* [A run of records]
-- BEGIN --

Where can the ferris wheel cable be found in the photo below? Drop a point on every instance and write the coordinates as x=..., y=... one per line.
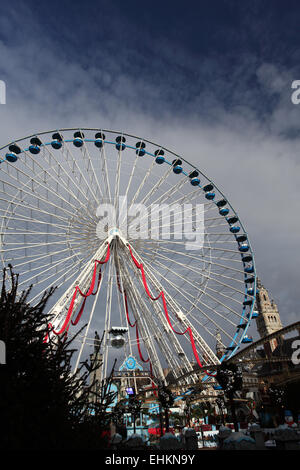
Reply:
x=65, y=272
x=119, y=296
x=107, y=320
x=215, y=323
x=209, y=295
x=202, y=272
x=195, y=270
x=32, y=180
x=143, y=181
x=34, y=245
x=158, y=185
x=62, y=312
x=186, y=294
x=150, y=319
x=87, y=327
x=68, y=151
x=93, y=169
x=129, y=182
x=59, y=180
x=215, y=264
x=193, y=194
x=105, y=174
x=32, y=220
x=194, y=305
x=43, y=279
x=167, y=298
x=37, y=209
x=117, y=182
x=69, y=177
x=154, y=360
x=27, y=232
x=42, y=267
x=211, y=248
x=173, y=204
x=35, y=257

-- END --

* [Exercise instructions] Rewrite every line of the records above as a JSON list of strings, one string per line, skipping blank lines and leaving out the pictures.

* [Finished task]
[
  "Where can the ferris wheel cable be found in the photo below? Drop a point on every instance and write the coordinates as x=..., y=... one per line.",
  "Reply:",
  "x=65, y=272",
  "x=119, y=296",
  "x=107, y=320",
  "x=215, y=323",
  "x=209, y=295",
  "x=202, y=272",
  "x=195, y=270",
  "x=32, y=180",
  "x=143, y=181",
  "x=34, y=245",
  "x=158, y=185",
  "x=62, y=312",
  "x=186, y=294",
  "x=150, y=319",
  "x=87, y=327",
  "x=68, y=151",
  "x=93, y=169",
  "x=129, y=182",
  "x=59, y=180",
  "x=215, y=264",
  "x=193, y=194",
  "x=105, y=174",
  "x=32, y=220",
  "x=194, y=305",
  "x=43, y=279",
  "x=167, y=298",
  "x=37, y=209",
  "x=117, y=182",
  "x=69, y=177",
  "x=154, y=360",
  "x=27, y=232",
  "x=42, y=267",
  "x=211, y=248",
  "x=173, y=204",
  "x=35, y=257"
]